Set out every line of the items below as a numbered list, skipping blank lines. Leave the pictures out.

Saved entries
[start]
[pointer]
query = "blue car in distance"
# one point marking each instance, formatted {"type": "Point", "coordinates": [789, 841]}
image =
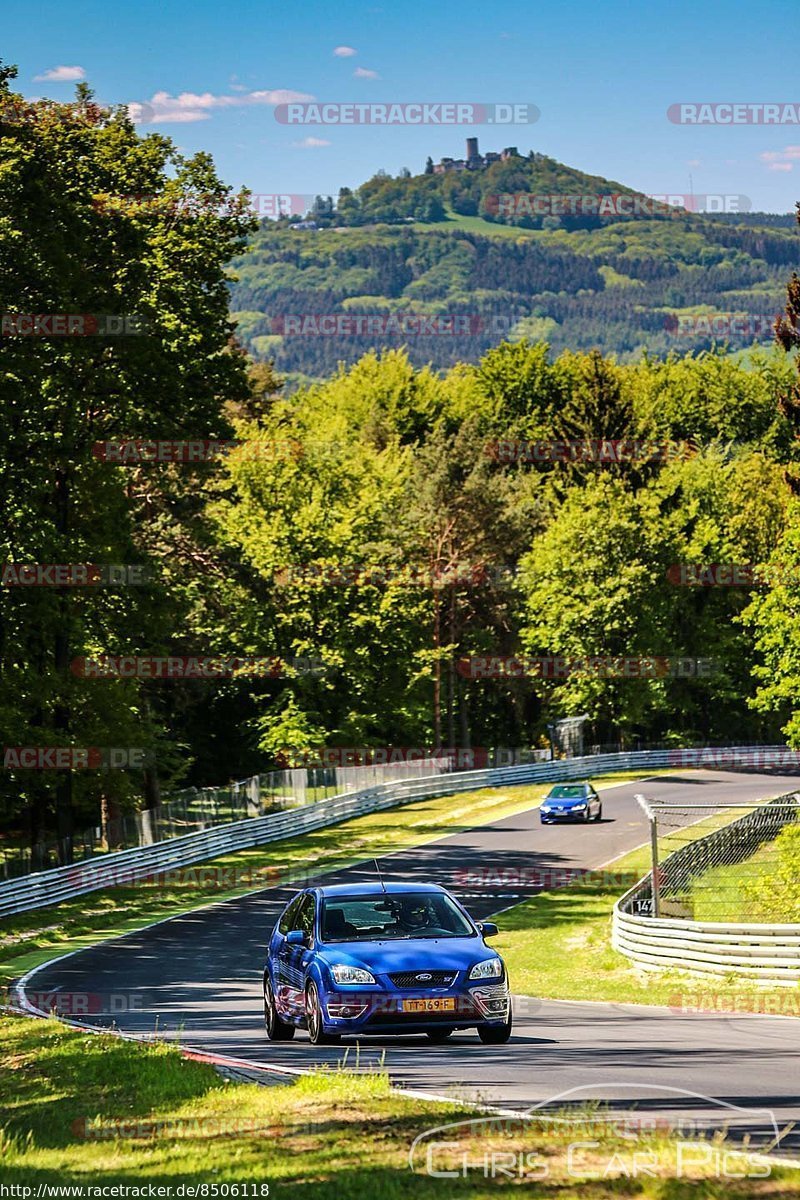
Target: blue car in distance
{"type": "Point", "coordinates": [395, 958]}
{"type": "Point", "coordinates": [571, 802]}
[end]
● Output of the exercise:
1. [pointer]
2. query = "blue car in distance"
3. # one point marking each instance, formatted {"type": "Point", "coordinates": [789, 841]}
4. image =
5. Target: blue car in distance
6. {"type": "Point", "coordinates": [395, 958]}
7. {"type": "Point", "coordinates": [571, 802]}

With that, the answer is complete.